### [Problem requirements]
Each line from the one containing "the white long-sleeved" through the end of the data below is to be output verbatim, with no lines added or left out.
══ Extracted material ══
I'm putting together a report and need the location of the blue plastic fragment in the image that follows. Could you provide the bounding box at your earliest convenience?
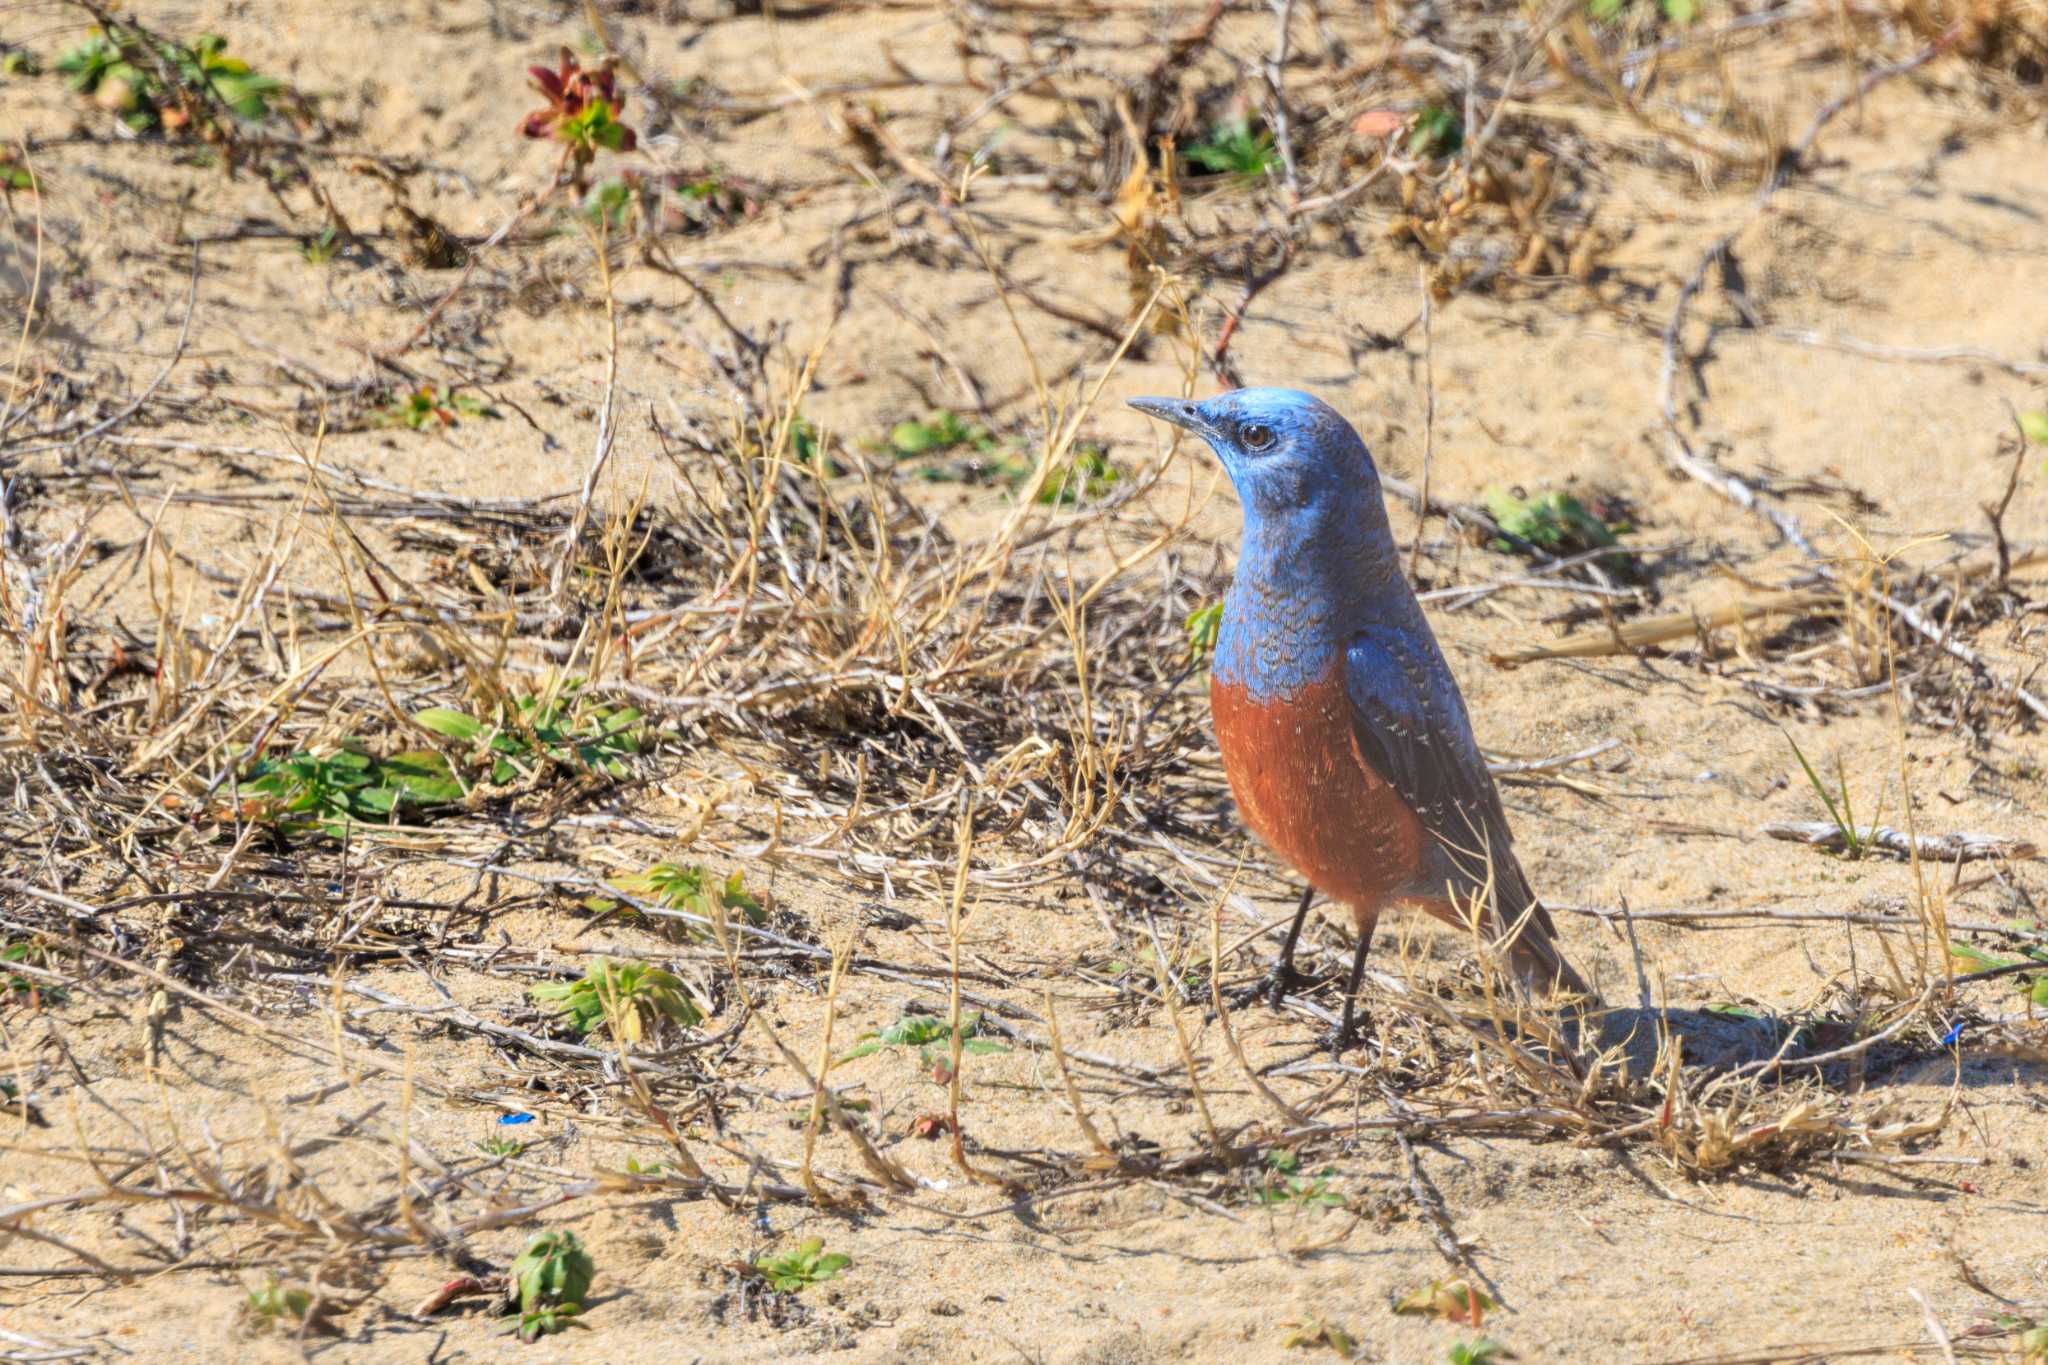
[499,1112,537,1126]
[1939,1021,1964,1048]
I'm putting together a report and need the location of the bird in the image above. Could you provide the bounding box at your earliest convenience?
[1129,387,1589,1044]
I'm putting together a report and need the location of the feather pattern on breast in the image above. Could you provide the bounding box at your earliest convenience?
[1210,666,1429,911]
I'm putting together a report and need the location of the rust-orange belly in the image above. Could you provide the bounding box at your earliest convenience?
[1211,669,1428,911]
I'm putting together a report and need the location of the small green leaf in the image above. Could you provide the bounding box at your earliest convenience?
[247,1281,313,1323]
[1448,1343,1511,1365]
[2019,411,2048,446]
[507,1230,594,1317]
[891,420,943,454]
[414,707,484,740]
[1184,119,1277,182]
[1409,105,1463,159]
[755,1237,849,1291]
[1186,601,1223,662]
[1037,445,1120,506]
[354,786,399,815]
[382,750,466,804]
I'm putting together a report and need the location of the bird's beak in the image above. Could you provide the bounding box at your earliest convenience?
[1127,396,1214,440]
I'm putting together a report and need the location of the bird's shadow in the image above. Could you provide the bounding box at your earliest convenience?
[1588,1003,1826,1077]
[1582,1003,2036,1091]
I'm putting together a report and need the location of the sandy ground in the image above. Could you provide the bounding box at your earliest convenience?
[2,2,2046,1361]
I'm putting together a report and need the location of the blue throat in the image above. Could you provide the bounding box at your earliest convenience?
[1214,505,1397,699]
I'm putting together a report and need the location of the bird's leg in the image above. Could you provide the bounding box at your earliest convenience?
[1262,884,1315,1007]
[1329,917,1378,1054]
[1229,885,1315,1009]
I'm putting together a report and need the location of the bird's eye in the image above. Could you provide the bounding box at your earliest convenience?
[1240,423,1275,451]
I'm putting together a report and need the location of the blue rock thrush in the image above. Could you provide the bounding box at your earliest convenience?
[1130,388,1588,1043]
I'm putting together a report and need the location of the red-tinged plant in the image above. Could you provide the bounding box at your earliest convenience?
[519,48,636,184]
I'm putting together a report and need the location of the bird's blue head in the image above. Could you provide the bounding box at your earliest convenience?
[1130,387,1405,692]
[1129,387,1394,565]
[1128,387,1383,522]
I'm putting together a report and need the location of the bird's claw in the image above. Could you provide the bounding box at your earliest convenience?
[1224,962,1305,1012]
[1321,1012,1374,1057]
[1261,961,1305,1010]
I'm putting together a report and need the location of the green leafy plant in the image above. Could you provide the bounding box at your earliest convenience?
[1186,601,1223,663]
[1185,119,1277,182]
[1258,1152,1346,1211]
[886,409,996,457]
[583,176,635,230]
[1280,1318,1358,1355]
[0,145,37,197]
[1995,1314,2048,1362]
[1039,445,1120,505]
[55,33,142,122]
[478,1135,527,1158]
[415,689,651,783]
[376,386,499,430]
[837,1010,1009,1066]
[1448,1342,1512,1365]
[531,958,704,1041]
[179,33,282,121]
[1589,0,1697,21]
[1261,1173,1346,1210]
[1784,733,1875,860]
[772,414,841,472]
[895,424,1123,503]
[507,1230,594,1341]
[2,941,66,1008]
[1396,1278,1497,1327]
[246,1280,315,1330]
[753,1237,849,1292]
[1409,105,1464,159]
[655,170,761,234]
[519,48,636,182]
[238,745,465,837]
[57,28,281,134]
[1948,941,2048,1007]
[517,1304,584,1340]
[1483,486,1627,565]
[584,863,763,931]
[299,226,340,265]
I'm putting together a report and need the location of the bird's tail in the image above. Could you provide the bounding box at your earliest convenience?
[1503,898,1591,1001]
[1485,857,1594,1005]
[1412,837,1595,1004]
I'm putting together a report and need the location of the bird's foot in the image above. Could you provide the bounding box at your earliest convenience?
[1321,1012,1374,1058]
[1225,961,1306,1012]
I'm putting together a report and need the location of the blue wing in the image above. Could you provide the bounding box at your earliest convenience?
[1342,625,1527,905]
[1343,625,1584,993]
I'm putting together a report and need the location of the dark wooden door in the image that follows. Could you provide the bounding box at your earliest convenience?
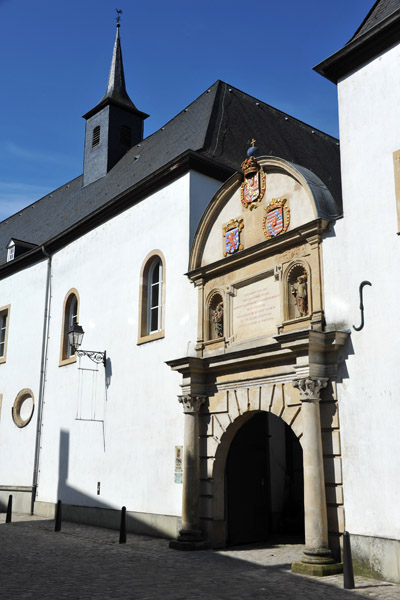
[226,413,270,545]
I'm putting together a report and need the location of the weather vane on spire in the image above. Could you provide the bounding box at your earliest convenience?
[116,9,122,26]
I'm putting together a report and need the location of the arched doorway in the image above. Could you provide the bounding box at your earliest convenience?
[225,411,304,546]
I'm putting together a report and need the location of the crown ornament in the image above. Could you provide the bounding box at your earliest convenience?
[241,156,259,177]
[240,139,266,210]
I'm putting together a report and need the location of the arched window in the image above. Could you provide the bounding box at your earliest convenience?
[60,289,80,364]
[148,259,162,333]
[0,305,10,363]
[92,126,100,148]
[138,252,165,344]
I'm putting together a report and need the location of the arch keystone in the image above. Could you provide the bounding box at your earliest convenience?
[260,384,274,411]
[247,387,261,411]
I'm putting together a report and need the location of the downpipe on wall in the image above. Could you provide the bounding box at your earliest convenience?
[31,246,52,514]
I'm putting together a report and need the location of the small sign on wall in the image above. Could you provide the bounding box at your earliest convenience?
[175,445,183,483]
[393,150,400,233]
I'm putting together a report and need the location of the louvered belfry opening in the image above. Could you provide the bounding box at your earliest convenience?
[120,125,132,147]
[92,126,100,148]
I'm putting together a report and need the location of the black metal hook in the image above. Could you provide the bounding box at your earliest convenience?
[353,280,372,331]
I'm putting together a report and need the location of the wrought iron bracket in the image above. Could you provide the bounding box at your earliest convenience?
[353,281,372,331]
[77,349,106,367]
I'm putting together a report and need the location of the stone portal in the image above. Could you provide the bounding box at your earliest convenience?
[226,412,304,546]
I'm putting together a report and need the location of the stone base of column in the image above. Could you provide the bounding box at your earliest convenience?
[292,547,343,576]
[302,547,336,564]
[291,561,343,576]
[169,529,209,551]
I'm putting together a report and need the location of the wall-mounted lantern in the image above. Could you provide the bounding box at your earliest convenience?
[68,323,106,367]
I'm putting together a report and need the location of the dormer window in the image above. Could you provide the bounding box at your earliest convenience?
[92,126,101,148]
[6,238,37,262]
[7,244,15,262]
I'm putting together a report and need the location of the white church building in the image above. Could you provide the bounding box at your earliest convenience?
[1,0,399,582]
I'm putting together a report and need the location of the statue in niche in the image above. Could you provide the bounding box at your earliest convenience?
[211,301,224,337]
[291,275,308,317]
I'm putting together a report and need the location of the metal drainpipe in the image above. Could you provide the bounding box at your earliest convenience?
[31,246,52,514]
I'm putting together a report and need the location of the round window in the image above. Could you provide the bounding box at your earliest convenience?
[12,389,35,428]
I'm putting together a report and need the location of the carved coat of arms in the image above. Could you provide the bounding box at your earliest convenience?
[262,198,290,239]
[240,156,266,210]
[223,218,244,256]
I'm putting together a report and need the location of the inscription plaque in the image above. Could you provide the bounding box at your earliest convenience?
[174,445,183,484]
[232,276,280,341]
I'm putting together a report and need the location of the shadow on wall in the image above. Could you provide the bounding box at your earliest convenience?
[56,429,178,539]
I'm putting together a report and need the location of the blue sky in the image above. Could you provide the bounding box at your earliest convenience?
[0,0,376,221]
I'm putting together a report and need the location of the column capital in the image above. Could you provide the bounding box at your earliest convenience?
[178,395,207,414]
[293,378,328,401]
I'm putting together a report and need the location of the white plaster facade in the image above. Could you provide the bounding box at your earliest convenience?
[3,2,400,583]
[322,37,400,582]
[0,262,48,489]
[0,172,220,535]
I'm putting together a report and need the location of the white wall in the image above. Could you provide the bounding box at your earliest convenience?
[323,42,400,540]
[189,171,222,248]
[35,171,219,517]
[0,261,48,485]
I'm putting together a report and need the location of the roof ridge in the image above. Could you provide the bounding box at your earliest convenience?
[350,0,380,40]
[202,81,226,154]
[117,80,222,156]
[153,80,221,133]
[209,81,339,144]
[349,0,400,43]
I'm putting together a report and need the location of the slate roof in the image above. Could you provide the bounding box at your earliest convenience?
[351,0,400,41]
[315,0,400,83]
[0,81,341,269]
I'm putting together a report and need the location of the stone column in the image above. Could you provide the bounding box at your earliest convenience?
[169,394,208,550]
[292,378,342,576]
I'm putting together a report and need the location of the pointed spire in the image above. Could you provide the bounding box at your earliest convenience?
[101,24,137,111]
[82,20,148,185]
[83,24,148,120]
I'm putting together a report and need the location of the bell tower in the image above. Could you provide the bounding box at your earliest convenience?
[82,22,148,186]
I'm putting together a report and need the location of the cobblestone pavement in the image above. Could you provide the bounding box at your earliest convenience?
[0,514,399,599]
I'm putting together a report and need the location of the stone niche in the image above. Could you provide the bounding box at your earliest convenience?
[208,291,224,340]
[284,260,311,322]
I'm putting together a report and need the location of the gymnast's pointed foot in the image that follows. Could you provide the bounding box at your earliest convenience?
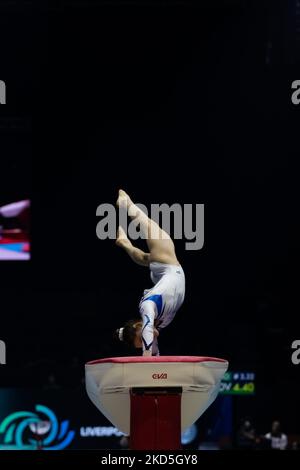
[116,189,132,208]
[116,189,140,218]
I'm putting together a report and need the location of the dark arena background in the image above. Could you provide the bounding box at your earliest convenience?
[0,0,299,457]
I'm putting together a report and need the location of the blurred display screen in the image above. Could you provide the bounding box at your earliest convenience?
[220,371,256,395]
[0,200,31,260]
[0,136,31,261]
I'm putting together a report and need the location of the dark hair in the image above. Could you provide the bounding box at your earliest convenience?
[114,319,141,347]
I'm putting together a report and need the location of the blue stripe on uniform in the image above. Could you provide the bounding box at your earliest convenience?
[142,314,153,350]
[142,294,163,317]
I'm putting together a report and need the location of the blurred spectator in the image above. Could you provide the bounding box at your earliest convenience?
[265,420,287,450]
[236,418,256,450]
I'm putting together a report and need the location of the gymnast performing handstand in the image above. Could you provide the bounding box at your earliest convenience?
[115,190,185,356]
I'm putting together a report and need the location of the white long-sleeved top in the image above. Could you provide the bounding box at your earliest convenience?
[139,262,185,356]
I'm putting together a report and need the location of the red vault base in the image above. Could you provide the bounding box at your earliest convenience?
[130,387,182,450]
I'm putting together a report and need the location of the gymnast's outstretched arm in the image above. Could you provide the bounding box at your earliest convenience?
[140,299,160,357]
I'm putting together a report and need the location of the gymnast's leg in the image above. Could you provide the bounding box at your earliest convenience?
[116,189,179,266]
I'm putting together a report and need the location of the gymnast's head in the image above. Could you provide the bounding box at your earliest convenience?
[115,320,159,349]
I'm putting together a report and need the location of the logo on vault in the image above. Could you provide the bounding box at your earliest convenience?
[152,373,168,379]
[0,404,75,450]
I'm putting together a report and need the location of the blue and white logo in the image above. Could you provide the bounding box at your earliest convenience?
[0,404,75,450]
═══
### [Reply]
I'm putting together a report and need the location of the white long-sleeved top in the image above. Could you provide the bounding box at your earliest convenience?
[139,262,185,356]
I'm putting together a report and need the location of the red vault base in the image above. Could you provide the bounding box at your earliest convenience?
[130,387,182,450]
I'm putting together a report and need the location of the gymnast's outstretched arm in the image above. Could you provide the bounding box at your earliest convenience?
[140,299,160,357]
I'm putting together a report and need the location of the gymnast's leg in the image above. Could you provide the bounding box at your earliest convenience?
[116,189,179,266]
I'm putting together a report and need the location of the gymnast's head in the image above. Could you provide the bounding box at your earliest convenience?
[115,320,159,349]
I'm putting together a report and need the location of the logo on vault in the image above. Could you provide the bounding box at your earliest convenience?
[152,373,168,379]
[0,404,75,450]
I'm putting together a report and need the location of the blue and white logo in the image above. Could you provide the bounding box at your earliest convenience?
[0,404,75,450]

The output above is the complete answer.